* [Stored data]:
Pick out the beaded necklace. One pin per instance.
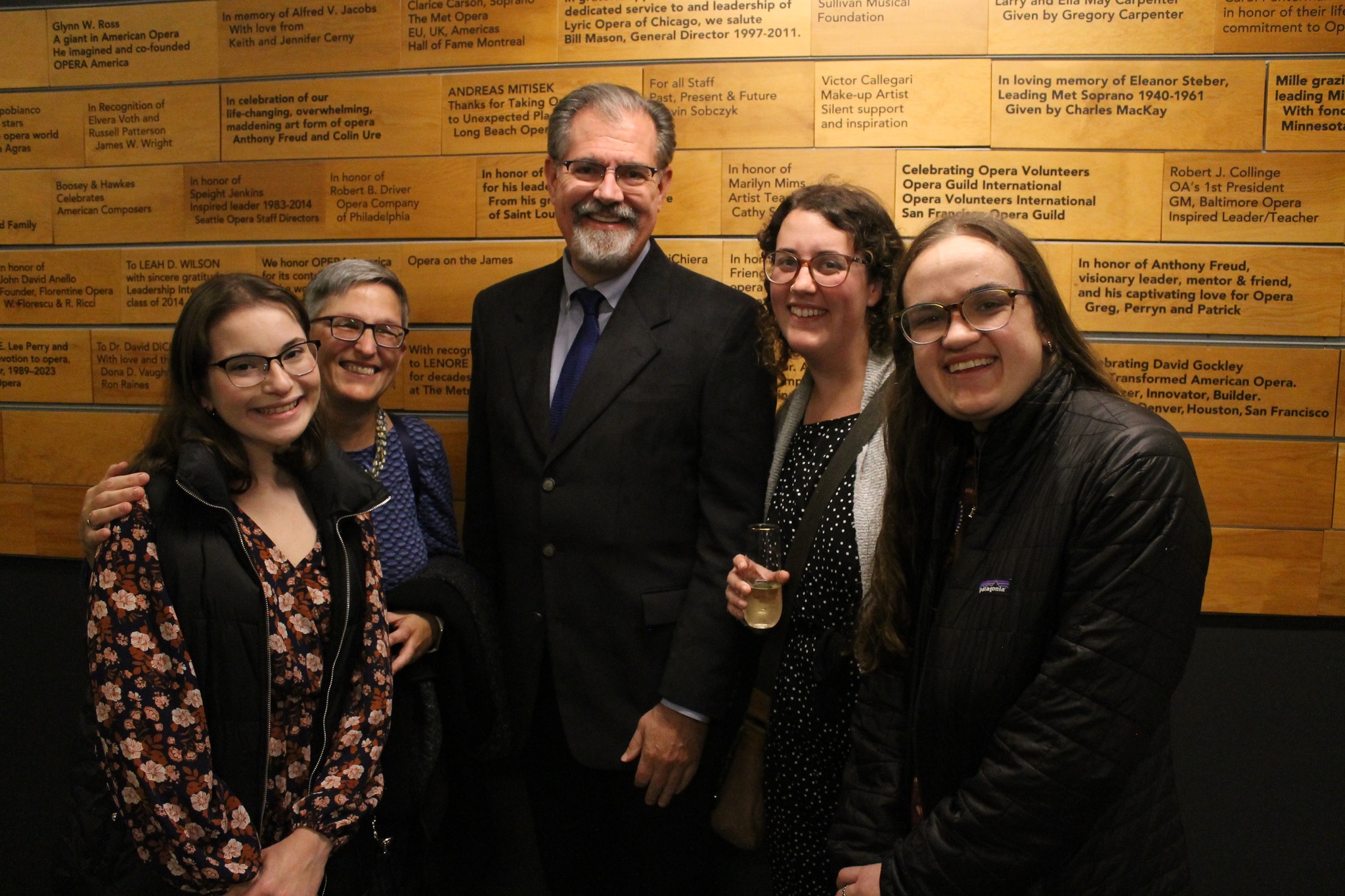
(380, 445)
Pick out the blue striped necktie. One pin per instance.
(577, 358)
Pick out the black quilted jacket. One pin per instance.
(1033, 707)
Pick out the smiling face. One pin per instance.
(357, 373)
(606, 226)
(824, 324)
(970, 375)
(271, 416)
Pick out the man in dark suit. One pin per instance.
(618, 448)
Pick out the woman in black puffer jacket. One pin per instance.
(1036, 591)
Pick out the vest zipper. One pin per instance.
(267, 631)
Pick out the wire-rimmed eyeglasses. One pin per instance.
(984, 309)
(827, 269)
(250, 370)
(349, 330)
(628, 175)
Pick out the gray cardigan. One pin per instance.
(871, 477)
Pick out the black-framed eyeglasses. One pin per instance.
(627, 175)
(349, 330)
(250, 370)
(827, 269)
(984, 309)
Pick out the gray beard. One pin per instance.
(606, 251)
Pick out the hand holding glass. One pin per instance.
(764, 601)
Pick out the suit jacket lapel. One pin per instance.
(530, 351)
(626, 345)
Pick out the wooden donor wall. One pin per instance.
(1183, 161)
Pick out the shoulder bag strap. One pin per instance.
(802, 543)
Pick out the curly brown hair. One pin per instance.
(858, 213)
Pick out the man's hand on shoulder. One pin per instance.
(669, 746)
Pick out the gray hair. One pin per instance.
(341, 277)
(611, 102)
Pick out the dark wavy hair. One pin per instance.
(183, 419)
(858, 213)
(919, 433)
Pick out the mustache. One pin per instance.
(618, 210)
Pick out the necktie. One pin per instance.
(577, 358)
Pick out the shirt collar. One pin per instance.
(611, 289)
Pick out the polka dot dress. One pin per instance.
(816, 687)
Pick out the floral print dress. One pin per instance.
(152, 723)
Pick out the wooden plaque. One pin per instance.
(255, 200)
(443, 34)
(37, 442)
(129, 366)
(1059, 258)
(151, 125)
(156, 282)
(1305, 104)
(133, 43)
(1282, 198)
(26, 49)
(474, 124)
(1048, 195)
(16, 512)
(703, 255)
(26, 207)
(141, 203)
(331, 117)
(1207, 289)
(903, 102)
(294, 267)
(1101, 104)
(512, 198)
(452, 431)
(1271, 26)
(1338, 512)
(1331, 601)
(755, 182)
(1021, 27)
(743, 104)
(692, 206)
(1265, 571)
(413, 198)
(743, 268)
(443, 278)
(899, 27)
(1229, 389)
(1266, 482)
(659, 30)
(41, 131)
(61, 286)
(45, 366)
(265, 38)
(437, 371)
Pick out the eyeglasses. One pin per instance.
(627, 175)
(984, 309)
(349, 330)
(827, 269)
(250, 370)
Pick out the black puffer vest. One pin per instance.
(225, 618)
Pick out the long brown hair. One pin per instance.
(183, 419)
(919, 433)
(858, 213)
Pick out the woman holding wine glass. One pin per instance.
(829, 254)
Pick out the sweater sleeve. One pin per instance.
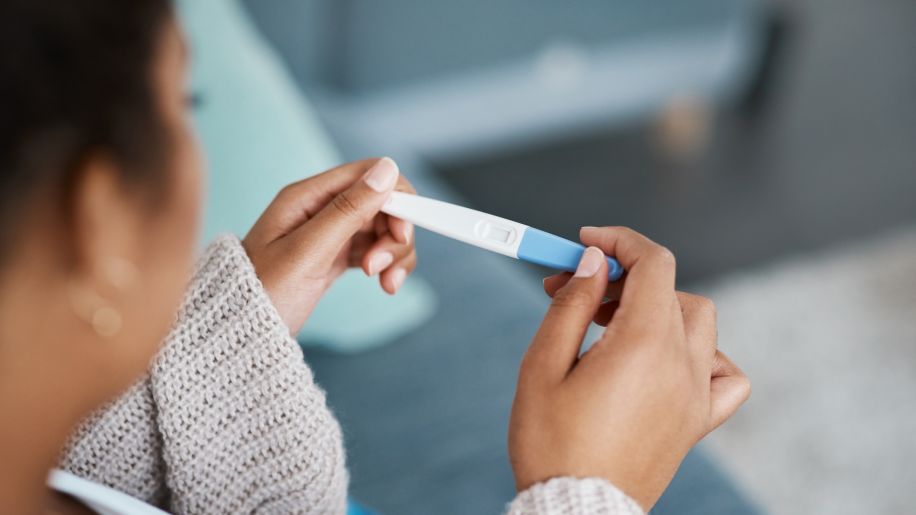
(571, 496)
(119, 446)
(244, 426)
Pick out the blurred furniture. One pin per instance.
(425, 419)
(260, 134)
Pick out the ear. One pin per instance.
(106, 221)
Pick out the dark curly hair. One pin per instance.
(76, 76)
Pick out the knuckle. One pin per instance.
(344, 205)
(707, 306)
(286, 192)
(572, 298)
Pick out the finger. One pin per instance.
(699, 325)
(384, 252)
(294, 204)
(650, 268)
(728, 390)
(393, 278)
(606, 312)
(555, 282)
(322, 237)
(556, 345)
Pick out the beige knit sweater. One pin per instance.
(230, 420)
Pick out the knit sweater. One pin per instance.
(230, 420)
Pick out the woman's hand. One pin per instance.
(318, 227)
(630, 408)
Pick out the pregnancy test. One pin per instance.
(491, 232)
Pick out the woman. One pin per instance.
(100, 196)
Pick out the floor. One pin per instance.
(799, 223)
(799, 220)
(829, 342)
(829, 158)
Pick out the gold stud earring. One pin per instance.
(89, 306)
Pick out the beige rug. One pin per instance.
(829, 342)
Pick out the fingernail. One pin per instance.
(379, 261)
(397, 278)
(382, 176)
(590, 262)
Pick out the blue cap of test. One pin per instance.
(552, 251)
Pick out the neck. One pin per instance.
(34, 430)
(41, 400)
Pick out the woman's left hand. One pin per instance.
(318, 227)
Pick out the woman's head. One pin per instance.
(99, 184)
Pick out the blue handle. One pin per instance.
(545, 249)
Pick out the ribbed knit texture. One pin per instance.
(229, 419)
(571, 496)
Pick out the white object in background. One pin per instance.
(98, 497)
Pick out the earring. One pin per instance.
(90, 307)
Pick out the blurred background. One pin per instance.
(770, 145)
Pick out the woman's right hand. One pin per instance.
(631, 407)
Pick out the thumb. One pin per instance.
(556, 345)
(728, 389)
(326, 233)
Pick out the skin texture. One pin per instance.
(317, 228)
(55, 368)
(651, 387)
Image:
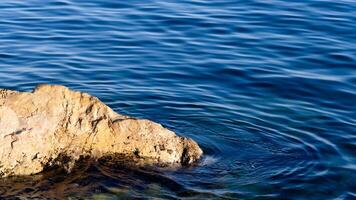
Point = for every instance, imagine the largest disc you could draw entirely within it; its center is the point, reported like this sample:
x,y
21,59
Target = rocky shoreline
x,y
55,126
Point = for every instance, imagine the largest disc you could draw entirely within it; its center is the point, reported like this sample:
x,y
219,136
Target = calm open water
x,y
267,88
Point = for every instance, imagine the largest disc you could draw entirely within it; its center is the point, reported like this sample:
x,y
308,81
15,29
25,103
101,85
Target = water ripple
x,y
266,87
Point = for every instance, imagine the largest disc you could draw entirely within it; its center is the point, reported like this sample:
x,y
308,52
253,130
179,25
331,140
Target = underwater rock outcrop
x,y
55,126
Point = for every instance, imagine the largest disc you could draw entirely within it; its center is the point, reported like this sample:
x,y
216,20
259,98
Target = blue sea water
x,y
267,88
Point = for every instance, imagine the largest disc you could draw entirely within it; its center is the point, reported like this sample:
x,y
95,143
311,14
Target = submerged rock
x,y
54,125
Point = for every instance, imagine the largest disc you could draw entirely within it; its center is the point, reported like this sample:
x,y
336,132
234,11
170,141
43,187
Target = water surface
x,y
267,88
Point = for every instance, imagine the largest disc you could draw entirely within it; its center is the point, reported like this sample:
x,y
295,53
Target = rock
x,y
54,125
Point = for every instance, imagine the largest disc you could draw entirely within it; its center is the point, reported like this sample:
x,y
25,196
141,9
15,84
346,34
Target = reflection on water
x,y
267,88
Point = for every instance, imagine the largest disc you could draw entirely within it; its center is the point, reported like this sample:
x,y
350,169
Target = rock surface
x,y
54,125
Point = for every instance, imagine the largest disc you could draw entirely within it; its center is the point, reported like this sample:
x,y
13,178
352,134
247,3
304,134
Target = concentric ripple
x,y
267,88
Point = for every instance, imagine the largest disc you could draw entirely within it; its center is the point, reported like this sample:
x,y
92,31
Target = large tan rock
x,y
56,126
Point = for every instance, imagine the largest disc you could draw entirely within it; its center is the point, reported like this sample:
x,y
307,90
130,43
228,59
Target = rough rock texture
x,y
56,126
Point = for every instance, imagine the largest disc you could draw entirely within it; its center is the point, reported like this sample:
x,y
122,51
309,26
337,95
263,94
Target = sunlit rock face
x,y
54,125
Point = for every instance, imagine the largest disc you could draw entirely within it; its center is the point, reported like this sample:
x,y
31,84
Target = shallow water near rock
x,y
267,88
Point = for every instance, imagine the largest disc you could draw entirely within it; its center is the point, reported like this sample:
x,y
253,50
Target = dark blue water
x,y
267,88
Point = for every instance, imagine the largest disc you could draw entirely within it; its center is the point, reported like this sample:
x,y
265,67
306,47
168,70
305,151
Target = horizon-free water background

* [What you have to do]: Output each line exactly; omit every picture.

* [The answer]:
Pick out the beaded necklace. One pin per instance.
(380, 445)
Pick out the blue striped necktie. One pin per instance.
(577, 358)
Pick out the black quilted jacket. One pin per instance.
(1033, 707)
Pick out the smiling face. One pin per instance.
(357, 373)
(606, 226)
(824, 324)
(970, 375)
(271, 416)
Pick out the man in dark suit. One pin per instance.
(618, 448)
Pick out the woman in black puffer jacket. One pin per instance.
(1036, 591)
Pick out the vest zipper. One pin per instance.
(267, 631)
Pick out the wire-rimmed eyeglasses. One pin per instance.
(984, 309)
(827, 269)
(250, 370)
(349, 330)
(628, 175)
Pick out the gray cardigan. One pin per instance.
(871, 477)
Pick out the black-framed eyeglasses. One pin per instance.
(627, 175)
(349, 330)
(250, 370)
(827, 269)
(984, 309)
Pick out the gray beard. One pin per instance.
(606, 251)
Pick out the hand holding glass. One pin per instance.
(764, 601)
Pick out the suit jacket lapel. One pin per instance.
(530, 351)
(626, 345)
Pick out the wooden donor wall. One pin per instance.
(1183, 161)
Pick out the shoulder bag strap. One pin per instance.
(802, 543)
Pick out the curly brown hair. One pin per instance.
(858, 213)
Pick out the man's hand on shoulder. One pin per instance.
(669, 746)
Pick out the gray hair. One pin per instance.
(341, 277)
(611, 102)
Pick out the dark wavy hair. One pin per instance.
(183, 419)
(858, 213)
(919, 433)
Pick out the mustache. One pin per instance.
(618, 210)
Pick out the necktie. One pin per instance.
(577, 358)
Pick out the shirt collar. One pin per instance.
(611, 289)
Pick out the polka dot dress. One pin per instance.
(816, 687)
Pick out the floral print dress. One pin per instance.
(152, 723)
Pick out the wooden plaque. One pin per instance.
(255, 200)
(443, 34)
(37, 442)
(129, 366)
(1059, 258)
(151, 125)
(156, 282)
(1305, 104)
(133, 43)
(1282, 198)
(26, 49)
(474, 124)
(1048, 195)
(16, 512)
(703, 255)
(26, 207)
(141, 203)
(331, 117)
(1207, 289)
(903, 102)
(294, 267)
(1101, 104)
(512, 198)
(452, 431)
(1271, 26)
(1338, 512)
(1331, 601)
(755, 182)
(1021, 27)
(743, 104)
(692, 206)
(1265, 571)
(413, 198)
(743, 268)
(443, 278)
(899, 27)
(1229, 389)
(1266, 482)
(659, 30)
(41, 131)
(61, 286)
(45, 366)
(265, 38)
(437, 371)
Pick out the eyeglasses. One pin per instance.
(627, 175)
(984, 309)
(349, 330)
(827, 269)
(250, 370)
Pick out the black puffer vest. One pin per instance.
(225, 618)
Pick out the long brown hair. One pin per instance.
(183, 419)
(919, 433)
(858, 213)
Pick out the woman holding wine glass. One pin per instance.
(829, 254)
Pick out the sweater sleeve. One pin per instance.
(571, 496)
(119, 446)
(244, 426)
Pick out the blurred furniture. One pin per instance.
(425, 419)
(260, 134)
Pick out the ear. One pin per instance.
(106, 221)
Pick out the dark curly hair. One pin per instance.
(76, 76)
Pick out the knuckle. One pin per instance.
(344, 205)
(707, 306)
(286, 192)
(572, 298)
Pick out the finger. One pin per instance.
(699, 325)
(384, 252)
(294, 204)
(650, 268)
(728, 390)
(393, 278)
(606, 312)
(555, 282)
(322, 237)
(556, 345)
Pick out the beige knit sweater. One pin per instance.
(230, 420)
Pick out the knit sweater. One pin per instance.
(230, 420)
Pick out the woman's hand. One pin per instance.
(318, 227)
(630, 408)
Pick out the pregnancy test. One pin per instance.
(491, 232)
Pick out the woman. One pin per instance.
(100, 196)
Pick out the floor. One pin per instance.
(799, 223)
(799, 220)
(829, 342)
(829, 158)
Pick out the gold stud earring. One pin per instance.
(89, 306)
Pick out the beige rug. One pin per instance.
(829, 342)
Pick out the fingernail. One pin per instance.
(379, 261)
(397, 278)
(382, 176)
(590, 262)
Pick out the blue cap of test. One pin per instance.
(552, 251)
Pick out the neck. One pin per instance.
(34, 430)
(41, 400)
Pick out the woman's left hand. One pin per instance.
(318, 227)
Pick out the woman's head. One pin per instance.
(99, 184)
Pick out the blue handle. One pin per instance.
(545, 249)
Pick out the ribbed knit texture. One pin per instance.
(229, 419)
(571, 496)
Pick out the white object in background. One pin per instance.
(98, 497)
Pick out the earring. One pin per instance.
(90, 307)
Pick out the blurred background. One pin per instance.
(770, 145)
Pick out the woman's right hand. One pin per instance.
(631, 407)
Pick out the thumb. One pin per instance.
(556, 345)
(728, 389)
(326, 233)
Pick out the skin texture. One pin per instance.
(317, 228)
(55, 368)
(651, 387)
Image:
Point = for every instance, imagine the largest disc you could draw entirely within it; its center is the point, reported like this sample:
x,y
21,59
Target = rocky shoreline
x,y
55,126
Point = for every instance, imagine the largest disc you could draw entirely within it; its center is the point, reported like this sample:
x,y
219,136
Target = calm open water
x,y
267,88
Point = for every instance, imagine the largest disc you could draw entirely within it; its center is the point, reported like this sample:
x,y
308,81
15,29
25,103
101,85
Target = water ripple
x,y
266,87
Point = for every instance, imagine the largest disc you could draw entirely within it; its center is the point, reported like this sample:
x,y
308,52
253,130
179,25
331,140
Target = underwater rock outcrop
x,y
55,126
Point = for every instance, imagine the largest disc you could draw entirely within it; its center is the point, reported like this sample:
x,y
216,20
259,98
Target = blue sea water
x,y
267,88
Point = for every instance, imagine the largest disc you could draw entirely within it; its center is the point, reported like this sample:
x,y
95,143
311,14
Target = submerged rock
x,y
54,125
Point = for every instance, imagine the largest disc you could draw entirely within it; its center is the point, reported like this sample:
x,y
336,132
234,11
170,141
43,187
Target = water surface
x,y
267,88
Point = for every instance, imagine the largest disc you could draw entirely within it; its center is the point, reported like this sample:
x,y
295,53
Target = rock
x,y
54,125
Point = for every instance, imagine the largest disc you could draw entirely within it; its center is the point, reported like this sample:
x,y
25,196
141,9
15,84
346,34
Target = reflection on water
x,y
267,88
Point = for every instance, imagine the largest disc you could draw entirely within it; its center is the point, reported like this sample:
x,y
350,169
Target = rock surface
x,y
54,125
Point = for every instance, imagine the largest disc you could draw entirely within it; its center is the point, reported like this sample:
x,y
13,178
352,134
247,3
304,134
Target = concentric ripple
x,y
267,88
Point = for every instance, imagine the largest disc you could draw entirely within it; its center is the point, reported like this sample:
x,y
92,31
Target = large tan rock
x,y
56,126
Point = for every instance, imagine the largest disc you could draw entirely within it; its center is the point, reported like this sample:
x,y
307,90
130,43
228,59
Target = rough rock texture
x,y
56,126
Point = for every instance, imagine the largest disc you could draw entirely within it; its center is the point, reported like this sample:
x,y
122,51
309,26
337,95
263,94
Target = sunlit rock face
x,y
54,125
Point = for every instance, imagine the largest disc you could draw entirely within it; its center is the point, reported like this sample:
x,y
31,84
Target = shallow water near rock
x,y
267,88
Point = for every instance, imagine the largest disc you could draw entirely within it; its center is the point, reported like this sample:
x,y
253,50
Target = dark blue water
x,y
267,88
Point = for every instance, imagine the largest disc you could draw entirely within it; its center is the point, reported like this sample:
x,y
265,67
306,47
168,70
305,151
Target = horizon-free water background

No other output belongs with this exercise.